• What to produce:
Only the lines containing "blue" belong in the answer; find them in the material below.

• Material for this exercise:

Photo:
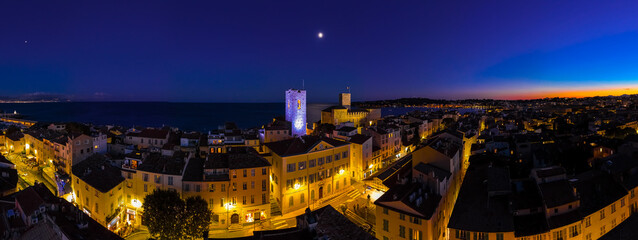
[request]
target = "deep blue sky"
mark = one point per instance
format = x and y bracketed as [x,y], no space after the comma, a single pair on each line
[252,51]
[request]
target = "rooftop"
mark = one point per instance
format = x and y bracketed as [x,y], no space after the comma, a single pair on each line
[474,203]
[236,158]
[557,193]
[98,173]
[300,145]
[413,199]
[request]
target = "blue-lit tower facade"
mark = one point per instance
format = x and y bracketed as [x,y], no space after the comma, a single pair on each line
[296,111]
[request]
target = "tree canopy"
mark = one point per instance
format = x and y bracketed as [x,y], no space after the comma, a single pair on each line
[167,216]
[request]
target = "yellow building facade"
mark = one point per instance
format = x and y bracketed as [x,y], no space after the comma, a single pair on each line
[307,170]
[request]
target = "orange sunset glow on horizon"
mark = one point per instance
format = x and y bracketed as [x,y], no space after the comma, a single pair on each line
[567,93]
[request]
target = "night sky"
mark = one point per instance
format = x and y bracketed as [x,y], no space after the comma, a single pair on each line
[252,51]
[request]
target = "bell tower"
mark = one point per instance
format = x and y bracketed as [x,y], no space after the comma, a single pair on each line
[296,111]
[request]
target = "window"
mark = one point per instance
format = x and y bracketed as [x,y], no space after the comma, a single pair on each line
[560,234]
[415,220]
[291,167]
[302,165]
[312,163]
[574,231]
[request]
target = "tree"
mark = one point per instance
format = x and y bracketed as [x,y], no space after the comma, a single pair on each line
[163,213]
[197,217]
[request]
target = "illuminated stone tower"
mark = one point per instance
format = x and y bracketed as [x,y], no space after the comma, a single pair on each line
[296,110]
[344,100]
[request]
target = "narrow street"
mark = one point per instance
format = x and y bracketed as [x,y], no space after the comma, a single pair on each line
[28,174]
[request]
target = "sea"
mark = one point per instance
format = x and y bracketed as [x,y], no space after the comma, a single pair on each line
[186,116]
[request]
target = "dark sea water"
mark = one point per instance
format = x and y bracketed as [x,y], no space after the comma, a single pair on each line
[187,116]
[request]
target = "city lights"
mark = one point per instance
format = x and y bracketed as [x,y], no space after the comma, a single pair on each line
[136,203]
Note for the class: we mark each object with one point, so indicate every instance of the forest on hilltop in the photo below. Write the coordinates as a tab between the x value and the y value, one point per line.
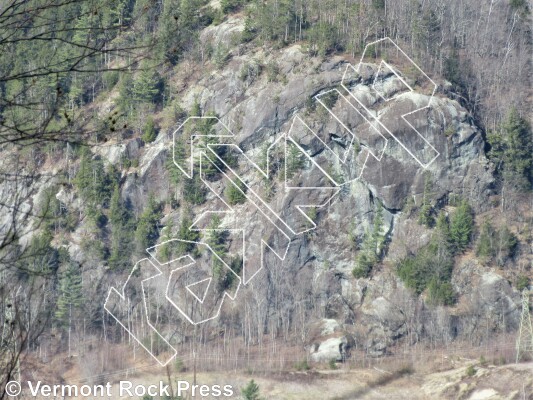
77	76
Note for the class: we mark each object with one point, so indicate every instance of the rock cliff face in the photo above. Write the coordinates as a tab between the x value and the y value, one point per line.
316	272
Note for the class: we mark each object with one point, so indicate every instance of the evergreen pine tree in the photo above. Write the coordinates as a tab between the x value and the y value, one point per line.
147	230
191	236
149	131
70	296
250	391
485	243
461	227
512	148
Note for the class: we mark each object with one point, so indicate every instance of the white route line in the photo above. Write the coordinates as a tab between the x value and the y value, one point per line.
260	204
357	70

• Answer section:
target = "deep blue sky"
target = "blue-lit tower facade"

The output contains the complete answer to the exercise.